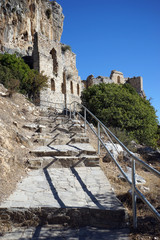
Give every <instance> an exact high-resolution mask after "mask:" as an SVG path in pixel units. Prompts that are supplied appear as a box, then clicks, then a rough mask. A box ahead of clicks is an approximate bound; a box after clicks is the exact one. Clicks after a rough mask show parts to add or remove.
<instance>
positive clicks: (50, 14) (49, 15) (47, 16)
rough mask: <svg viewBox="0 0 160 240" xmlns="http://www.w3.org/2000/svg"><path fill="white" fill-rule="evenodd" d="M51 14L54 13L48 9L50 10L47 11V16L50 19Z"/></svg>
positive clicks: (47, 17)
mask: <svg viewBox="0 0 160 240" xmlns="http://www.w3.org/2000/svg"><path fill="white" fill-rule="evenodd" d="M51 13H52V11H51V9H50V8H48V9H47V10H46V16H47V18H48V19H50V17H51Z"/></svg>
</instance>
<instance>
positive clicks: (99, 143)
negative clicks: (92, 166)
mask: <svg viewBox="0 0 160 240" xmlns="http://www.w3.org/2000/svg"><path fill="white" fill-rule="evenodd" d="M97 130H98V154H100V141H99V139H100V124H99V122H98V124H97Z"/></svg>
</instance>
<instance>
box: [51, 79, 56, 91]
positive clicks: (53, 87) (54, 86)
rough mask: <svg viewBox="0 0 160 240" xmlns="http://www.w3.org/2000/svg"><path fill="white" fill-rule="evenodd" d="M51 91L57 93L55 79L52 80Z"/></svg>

Exercise: Reproduce all of the records above verbatim, but leave out the pictures.

Final answer:
Give every <instance> an exact high-resolution mask after "mask:" as an SVG path in pixel units. Prompts that are supplied appear as a box, then clicks, then a rough mask. A box ahead of clicks is an approximate bound; a box after clicks is the exact one. Clicks after a rough mask show parts to add or remove.
<instance>
positive clicks: (50, 14) (49, 15) (47, 16)
rough mask: <svg viewBox="0 0 160 240" xmlns="http://www.w3.org/2000/svg"><path fill="white" fill-rule="evenodd" d="M51 14L54 13L48 9L50 10L47 11V16L50 19Z"/></svg>
positive clicks: (47, 17)
mask: <svg viewBox="0 0 160 240" xmlns="http://www.w3.org/2000/svg"><path fill="white" fill-rule="evenodd" d="M51 13H52V11H51V9H50V8H48V9H47V10H46V16H47V18H48V19H50V17H51Z"/></svg>
</instance>
<instance>
positive clicks: (99, 143)
negative clicks: (92, 166)
mask: <svg viewBox="0 0 160 240" xmlns="http://www.w3.org/2000/svg"><path fill="white" fill-rule="evenodd" d="M97 130H98V154H100V141H99V139H100V124H99V122H98V124H97Z"/></svg>
</instance>
<instance>
box: [51, 79, 56, 91]
positive clicks: (53, 87) (54, 86)
rough mask: <svg viewBox="0 0 160 240" xmlns="http://www.w3.org/2000/svg"><path fill="white" fill-rule="evenodd" d="M51 91L57 93L55 79L52 80Z"/></svg>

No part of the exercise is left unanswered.